WAS ZU TUN IST →
[a] Schreiben Sie aus der Spielrezension den Abschnitt von „Fahrkarte, bitte...“ bis „das Defizit auszumerzen.“ wortgetreu ab.
[b] Prüfen Sie, ob die folgenden Aussagen mit der Spielrezension übereinstimmen, und antworten Sie jeweils mit Ja oder Nein samt den entscheidenden Worten des Textes als wörtlichem Zitat. (i) In belebten Situationen läuft das Spiel in „Low“-Einstellungen flüssig. (ii) Der neueste Nvidia-Treiber brachte spürbar einige Frames mehr. (iii) Die Endzeit in den Tunneln von Moskaus Metro erreicht die realistische Brisanz der Tschernobyl-Katastrophe in „Stalker“.

DER TEXT →
************

Fahrkarte, bitte...

Der Shooterfreund wird in letzter Zeit sehr verwöhnt: entweder unter gleissender Sonne die 'Battlefield'-Gegend zersprengen oder in düsteren Tunneln des...

von GROBI75 am: 05.04.2010

Der Shooterfreund wird in letzter Zeit sehr verwöhnt: entweder unter gleissender Sonne die 'Battlefield'-Gegend zersprengen oder in düsteren Tunneln des russischen Gegners von 'Bad Copmany 2' gruseln - beides geht hervorragend, wobei 'Metro 2033' die eigentliche Überraschung ist.

Das Setting ist der Hammer! Die Leute aus der Ukraine haben dafür einfach ein Händchen. Auch wenn die Endzeit in den Tunneln von Moskaus Metro nicht mit der erdrückenden realistischen Brisanz der Tschernobyl-Katastrophe in 'Stalker' gleichziehen kann, gelingt es mit einer ungemein präzisen Ausarbeitung der Umgebung das Defizit auszumerzen.

Es ist unglaublich, wie viele Details in die unterirdische Welt gestopft wurden. Manchmal ist es sogar fast etwas zuviel des Guten, wenn man vor lauter Spazierengucken das Ballern vergisst, aber noch nie kam mir eine Welt so lebendig und wirklich vor. Man riecht förmlich den Moder und Schimmel in den feuchten Gängen, den Atem der Mutanten und wird immer wieder dazu eingeladen in aller Ruhe durch die Gebiete zu streifen, Situationen zu beobachten und die Inszenierung zu geniessen. Man arbeitet sich eigentlich kaum vor, sondern lässt sich eher treiben. Dazu immer wieder erschreckende und visuell einfallsreiche Einschübe - klasse!

Es ist aber nicht alles eitel Dunkelheit. 'Metro 2033' ist hardwarelastig und die Figuren sind für meinen Geschmack etwas unförmig. In belebten Situationen wie auf Märkten, Versammlungen etc. wird es auch in 'Low'-Einstellungen ruckelig, aber der neuste Nvidia-Treiber brachte bei mir spürbar ein paar Frames mehr. Dann kann Metro auch seine Qualitäten ausspielen...
Das Ding sieht nämlich auch auf niedrigen Video-Einstellungen sehr gut aus und transportiert seine zum Schneiden dichte Atmosphäre mit einer ausgeklügelten Lichtsetzung und cleveren Tiefenschärfe-Effekte. Kämpfe sind z.B. aussergewöhnlich gestaltet und schwer zu beschreiben. Die 'Kameraführung' wenn man angegriffen wird, nachlädt, der Einsatz der Unschärfen - hochinteressant! Jeder Fight wirkt so, als schaue man tatsächlich durch eine Kamera, man empfindet eine gewisse klaustrophobische 'Körperlichkeit' mit der Spielfigur, was diesen Momenten oft eine spezielle Dramatik verleiht.

************

(Aus einer Sammlung entnommene Daten)
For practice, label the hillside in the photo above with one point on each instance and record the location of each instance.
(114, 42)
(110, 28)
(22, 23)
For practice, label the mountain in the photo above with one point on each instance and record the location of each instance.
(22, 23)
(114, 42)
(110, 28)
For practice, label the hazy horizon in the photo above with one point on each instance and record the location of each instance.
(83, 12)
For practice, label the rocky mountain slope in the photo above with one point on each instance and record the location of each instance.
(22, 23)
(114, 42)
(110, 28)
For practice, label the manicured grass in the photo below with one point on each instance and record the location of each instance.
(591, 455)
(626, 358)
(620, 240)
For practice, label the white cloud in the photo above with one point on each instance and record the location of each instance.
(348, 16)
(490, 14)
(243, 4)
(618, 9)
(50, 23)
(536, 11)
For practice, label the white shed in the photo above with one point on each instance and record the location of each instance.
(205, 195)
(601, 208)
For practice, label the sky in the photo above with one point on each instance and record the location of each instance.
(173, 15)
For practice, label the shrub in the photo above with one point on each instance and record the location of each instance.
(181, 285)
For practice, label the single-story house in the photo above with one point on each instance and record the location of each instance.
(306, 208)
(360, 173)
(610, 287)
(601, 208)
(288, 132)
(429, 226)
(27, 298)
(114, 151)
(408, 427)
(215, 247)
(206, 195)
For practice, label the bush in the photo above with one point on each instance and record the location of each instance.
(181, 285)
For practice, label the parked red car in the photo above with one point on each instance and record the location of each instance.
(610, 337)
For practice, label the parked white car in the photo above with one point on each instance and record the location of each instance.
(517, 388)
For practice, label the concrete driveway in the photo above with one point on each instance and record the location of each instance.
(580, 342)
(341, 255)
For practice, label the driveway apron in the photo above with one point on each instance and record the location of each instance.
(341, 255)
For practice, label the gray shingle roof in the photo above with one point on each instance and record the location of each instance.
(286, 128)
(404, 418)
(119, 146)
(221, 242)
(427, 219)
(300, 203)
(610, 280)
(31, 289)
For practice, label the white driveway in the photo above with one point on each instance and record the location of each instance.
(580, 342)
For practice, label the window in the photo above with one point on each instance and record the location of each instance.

************

DIE ANTWORTEN →
[a]
Fahrkarte, bitte...

Der Shooterfreund wird in letzter Zeit sehr verwöhnt: entweder unter gleissender Sonne die 'Battlefield'-Gegend zersprengen oder in düsteren Tunneln des...

von GROBI75 am: 05.04.2010

Der Shooterfreund wird in letzter Zeit sehr verwöhnt: entweder unter gleissender Sonne die 'Battlefield'-Gegend zersprengen oder in düsteren Tunneln des russischen Gegners von 'Bad Copmany 2' gruseln - beides geht hervorragend, wobei 'Metro 2033' die eigentliche Überraschung ist.

Das Setting ist der Hammer! Die Leute aus der Ukraine haben dafür einfach ein Händchen. Auch wenn die Endzeit in den Tunneln von Moskaus Metro nicht mit der erdrückenden realistischen Brisanz der Tschernobyl-Katastrophe in 'Stalker' gleichziehen kann, gelingt es mit einer ungemein präzisen Ausarbeitung der Umgebung das Defizit auszumerzen.

[b]
(i) Nein: „In belebten Situationen wie auf Märkten, Versammlungen etc. wird es auch in 'Low'-Einstellungen ruckelig“
(ii) Ja: „der neuste Nvidia-Treiber brachte bei mir spürbar ein paar Frames mehr“
(iii) Nein: „Auch wenn die Endzeit in den Tunneln von Moskaus Metro nicht mit der erdrückenden realistischen Brisanz der Tschernobyl-Katastrophe in 'Stalker' gleichziehen kann“